> GIVEN EXERCISE
Count the lines of the material that contain the string "palm", and give only that number.
··· PROVIDED ENTRIES
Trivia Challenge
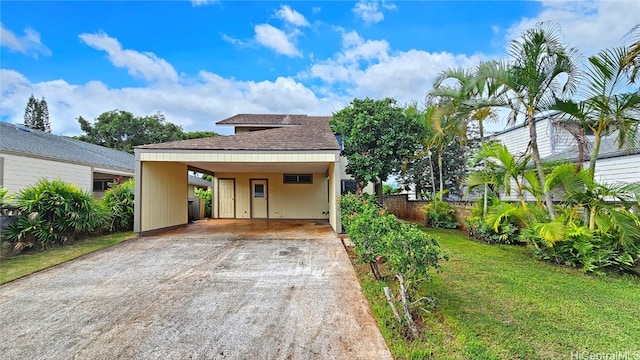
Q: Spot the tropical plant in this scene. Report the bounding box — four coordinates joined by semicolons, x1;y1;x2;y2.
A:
4;179;107;252
102;179;135;231
422;189;460;229
478;22;579;219
551;47;640;179
195;188;212;218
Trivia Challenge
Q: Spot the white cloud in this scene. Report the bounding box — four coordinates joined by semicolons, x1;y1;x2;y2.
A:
191;0;218;7
254;24;302;57
0;69;347;135
299;32;486;103
79;32;178;81
0;23;51;59
506;0;640;56
276;5;309;26
353;0;384;24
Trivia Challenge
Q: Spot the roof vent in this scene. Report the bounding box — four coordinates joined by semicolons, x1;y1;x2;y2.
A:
14;124;31;132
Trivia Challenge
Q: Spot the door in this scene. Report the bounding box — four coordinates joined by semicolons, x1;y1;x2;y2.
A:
218;179;236;218
250;179;269;219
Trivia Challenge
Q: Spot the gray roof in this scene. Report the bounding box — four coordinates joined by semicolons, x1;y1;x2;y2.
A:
136;115;340;151
0;121;135;172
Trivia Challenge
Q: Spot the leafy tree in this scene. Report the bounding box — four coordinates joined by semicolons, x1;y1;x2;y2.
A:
331;98;424;194
77;110;185;153
479;22;579;219
24;94;51;133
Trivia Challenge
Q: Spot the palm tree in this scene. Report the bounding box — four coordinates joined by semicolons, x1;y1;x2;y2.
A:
624;24;640;82
479;22;578;219
430;64;498;217
552;47;640;180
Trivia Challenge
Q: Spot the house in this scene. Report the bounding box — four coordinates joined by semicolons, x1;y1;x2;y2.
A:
134;114;364;235
0;122;134;197
0;122;211;220
489;114;640;195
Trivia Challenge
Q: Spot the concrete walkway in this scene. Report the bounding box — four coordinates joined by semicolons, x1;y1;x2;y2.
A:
0;220;391;359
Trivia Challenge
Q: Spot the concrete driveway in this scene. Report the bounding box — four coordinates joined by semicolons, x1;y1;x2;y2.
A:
0;220;391;359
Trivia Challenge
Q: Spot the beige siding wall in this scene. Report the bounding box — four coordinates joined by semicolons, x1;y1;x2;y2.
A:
0;153;93;193
214;173;329;219
140;162;188;232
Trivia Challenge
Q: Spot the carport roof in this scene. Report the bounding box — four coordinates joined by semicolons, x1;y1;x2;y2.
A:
136;115;340;151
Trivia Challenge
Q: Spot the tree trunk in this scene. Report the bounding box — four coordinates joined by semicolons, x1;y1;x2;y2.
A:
396;274;420;339
527;114;556;220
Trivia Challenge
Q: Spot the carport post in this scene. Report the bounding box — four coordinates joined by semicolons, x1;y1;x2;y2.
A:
133;149;142;236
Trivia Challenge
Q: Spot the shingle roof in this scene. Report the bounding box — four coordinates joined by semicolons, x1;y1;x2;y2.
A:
136;115;340;151
216;114;308;126
0;121;135;172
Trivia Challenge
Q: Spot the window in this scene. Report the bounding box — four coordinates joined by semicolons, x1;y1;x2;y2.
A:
253;184;264;197
342;180;357;194
93;180;113;191
283;174;313;184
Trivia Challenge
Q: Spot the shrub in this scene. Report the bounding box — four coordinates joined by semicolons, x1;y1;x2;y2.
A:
102;179;135;231
465;216;526;244
422;200;460;229
195;188;212;218
4;179;107;252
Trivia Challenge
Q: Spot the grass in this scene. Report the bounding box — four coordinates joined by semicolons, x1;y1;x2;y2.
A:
0;232;134;284
356;229;640;359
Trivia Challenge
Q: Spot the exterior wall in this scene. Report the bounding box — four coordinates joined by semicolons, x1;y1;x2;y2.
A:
585;154;640;184
493;119;553;158
329;163;342;232
0;153;93;193
214;173;329;219
135;162;188;233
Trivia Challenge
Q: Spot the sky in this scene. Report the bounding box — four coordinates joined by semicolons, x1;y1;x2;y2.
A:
0;0;640;136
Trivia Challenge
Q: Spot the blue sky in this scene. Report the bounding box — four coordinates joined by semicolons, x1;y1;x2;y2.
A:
0;0;640;135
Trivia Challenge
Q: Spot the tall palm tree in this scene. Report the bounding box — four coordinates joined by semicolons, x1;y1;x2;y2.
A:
479;22;578;219
430;64;498;217
624;24;640;82
552;47;640;180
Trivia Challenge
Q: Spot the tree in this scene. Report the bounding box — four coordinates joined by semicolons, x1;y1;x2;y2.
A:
331;98;424;194
480;22;579;219
24;94;51;133
78;110;185;153
552;47;640;180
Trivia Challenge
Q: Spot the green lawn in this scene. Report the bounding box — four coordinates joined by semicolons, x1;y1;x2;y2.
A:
357;229;640;359
0;232;134;284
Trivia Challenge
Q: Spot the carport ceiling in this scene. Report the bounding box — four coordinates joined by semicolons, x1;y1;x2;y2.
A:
185;162;329;174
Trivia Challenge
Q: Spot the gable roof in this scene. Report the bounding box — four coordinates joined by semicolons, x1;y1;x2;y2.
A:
136;115;340;151
216;114;308;127
0;121;135;172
······
> RESULT
2